● **PROBLEMS TO WORK ON**:
#1 From the forum thread about world building, extract the part that opens with the words containing "I'm not disagreeing" and closes with "true or not.".
#2 Continue the forum thread about world building from where it stops.

## start QUOTED TEXT

God can be all-loving and care, but be non-interventional. God answering everybody's prayers would be reduced to an all-powerful slave.
Title: Re: Sins against world building
Post by: Cat the Bounty Smuggler on April 26, 2022, 04:21:08 PM
Quote from: Jason Coplen on April 26, 2022, 04:11:31 PM
Quote from: Cat the Bounty Smuggler on April 26, 2022, 01:18:46 PM
For your average Christian, they might repeat the slogan that the Bible is the literal Word of God, but do you think they really care whehter the story of Balaam and the talking donkey literally happened? What they really care about is that true enough: that they're not wasting their time going to church, that they'll see their loved ones again after death, etc. In fact, one of the most common causes of loss of faith I've seen is when a believer or a loved one gets sick, and they pray and pray but God doesn't heal them. Why? Because now the power of God wasn't there for them when they needed it. So either he doesn't really exist, or doesn't care.

God can be all-loving and care, but be non-interventional. God answering everybody's prayers would be reduced to an all-powerful slave.

I'm not disagreeing with that. I'm pointing out that it was the (perceived) power of God that mattered, not the minutiae of whether the Bible is literally true or not.
Title: Re: Sins against world building
Post by: Jason Coplen on April 26, 2022, 04:41:32 PM
Quote from: Cat the Bounty Smuggler on April 26, 2022, 04:21:08 PM
Quote from: Jason Coplen on April 26, 2022, 04:11:31 PM
Quote from: Cat the Bounty Smuggler on April 26, 2022, 01:18:46 PM
For your average Christian, they might repeat the slogan that the Bible is the literal Word of God, but do you think they really care whehter the story of Balaam and the talking donkey literally happened? What they really care about is that true enough: that they're not wasting their time going to church, that they'll see their loved ones again after death, etc. In fact, one of the most common causes of loss of faith I've seen is when a believer or a loved one gets sick, and they pray and pray but God doesn't heal them. Why? Because now the power of God wasn't there for them when they needed it. So either he doesn't really exist, or doesn't care.

## end QUOTED TEXT
## start DATASET EXCERPTS

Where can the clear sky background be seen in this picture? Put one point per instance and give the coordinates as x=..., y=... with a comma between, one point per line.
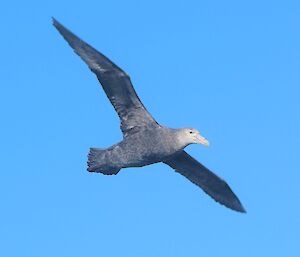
x=227, y=68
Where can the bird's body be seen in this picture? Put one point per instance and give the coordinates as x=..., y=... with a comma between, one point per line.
x=145, y=141
x=147, y=146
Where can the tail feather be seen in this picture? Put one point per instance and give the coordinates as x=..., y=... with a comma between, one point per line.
x=96, y=162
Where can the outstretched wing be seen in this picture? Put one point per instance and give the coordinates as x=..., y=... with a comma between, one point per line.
x=214, y=186
x=115, y=82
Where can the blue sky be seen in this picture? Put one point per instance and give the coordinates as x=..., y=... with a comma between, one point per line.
x=227, y=68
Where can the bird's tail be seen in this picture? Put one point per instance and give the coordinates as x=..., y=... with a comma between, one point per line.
x=96, y=162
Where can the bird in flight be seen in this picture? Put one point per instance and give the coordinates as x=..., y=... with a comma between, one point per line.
x=144, y=140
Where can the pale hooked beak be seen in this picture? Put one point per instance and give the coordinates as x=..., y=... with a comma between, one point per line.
x=202, y=140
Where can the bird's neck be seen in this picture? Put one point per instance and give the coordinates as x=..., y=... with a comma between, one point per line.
x=182, y=141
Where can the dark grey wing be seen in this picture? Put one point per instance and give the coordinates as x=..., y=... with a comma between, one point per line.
x=115, y=82
x=214, y=186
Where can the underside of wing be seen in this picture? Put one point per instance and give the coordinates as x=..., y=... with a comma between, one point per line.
x=214, y=186
x=115, y=82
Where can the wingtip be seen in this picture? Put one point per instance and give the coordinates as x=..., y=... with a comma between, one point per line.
x=239, y=208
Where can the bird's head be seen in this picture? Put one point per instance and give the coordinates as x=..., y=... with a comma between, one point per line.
x=191, y=136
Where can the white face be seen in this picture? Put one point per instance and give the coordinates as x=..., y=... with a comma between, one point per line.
x=194, y=137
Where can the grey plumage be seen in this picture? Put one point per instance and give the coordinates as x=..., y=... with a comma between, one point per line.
x=144, y=140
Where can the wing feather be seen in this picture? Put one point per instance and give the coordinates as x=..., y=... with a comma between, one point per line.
x=115, y=82
x=211, y=184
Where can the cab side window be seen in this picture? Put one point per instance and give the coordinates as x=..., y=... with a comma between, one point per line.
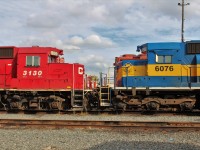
x=164, y=59
x=33, y=61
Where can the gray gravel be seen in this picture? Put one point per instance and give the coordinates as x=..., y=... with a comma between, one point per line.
x=80, y=139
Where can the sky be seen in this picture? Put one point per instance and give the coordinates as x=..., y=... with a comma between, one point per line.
x=94, y=32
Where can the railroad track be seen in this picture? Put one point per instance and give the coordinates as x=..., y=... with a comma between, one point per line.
x=57, y=124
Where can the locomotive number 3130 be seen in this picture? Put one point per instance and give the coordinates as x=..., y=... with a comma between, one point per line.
x=164, y=68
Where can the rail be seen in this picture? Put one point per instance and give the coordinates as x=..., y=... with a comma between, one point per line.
x=33, y=123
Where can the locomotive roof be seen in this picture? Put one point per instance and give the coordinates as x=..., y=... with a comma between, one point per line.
x=165, y=45
x=35, y=49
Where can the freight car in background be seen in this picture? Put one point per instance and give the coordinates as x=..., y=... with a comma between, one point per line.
x=36, y=78
x=163, y=76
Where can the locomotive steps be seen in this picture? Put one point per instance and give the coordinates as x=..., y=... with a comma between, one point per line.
x=58, y=124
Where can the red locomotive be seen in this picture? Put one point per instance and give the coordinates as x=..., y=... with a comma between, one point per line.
x=37, y=78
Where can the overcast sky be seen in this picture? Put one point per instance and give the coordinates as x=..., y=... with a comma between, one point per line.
x=94, y=32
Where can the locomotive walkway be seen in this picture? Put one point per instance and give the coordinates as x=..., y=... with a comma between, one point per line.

## end DATASET EXCERPTS

● **RESULTS BY TASK**:
#1
I'm not disagreeing with that. I'm pointing out that it was the (perceived) power of God that mattered, not the minutiae of whether the Bible is literally true or not.

#2
God can be all-loving and care, but be non-interventional. God answering everybody's prayers would be reduced to an all-powerful slave.

I'm not disagreeing with that. I'm pointing out that it was the (perceived) power of God that mattered, not the minutiae of whether the Bible is literally true or not.

Fair enough.  :D
Title: Re: Sins against world building
Post by: Pat on April 26, 2022, 06:29:34 PM
Quote from: Cat the Bounty Smuggler on April 26, 2022, 01:18:46 PM
Quote from: Pat on April 26, 2022, 08:22:14 AM
I'm arguing against a modern, scientific worldview. Against the God of the Gaps, where the role of the divine is diminished to such an extent that it can only be abstract or inferred.

Huh? The esoteric/symbolic interpretation of religion is pretty much the opposite of the God of the Gaps, since it's expressly not being invoked to explain natural events.
Huh back. The God of the Gaps isn't about explaining natural events, but about finding a place where an expression of divinity doesn't conflict with what we know of natural law.
Title: Re: Sins against world building
Post by: Ruprecht on April 26, 2022, 07:31:21 PM
Role playing occurs in the heads of the participants. If you are going to reinvent the wheel again and again for Pantheons and cultures your gonna create something like Glorantha or Tekemal which many people find a bit too alien. Better to do the pistache thing to make things readily accessible.

A setting only has to be real enough.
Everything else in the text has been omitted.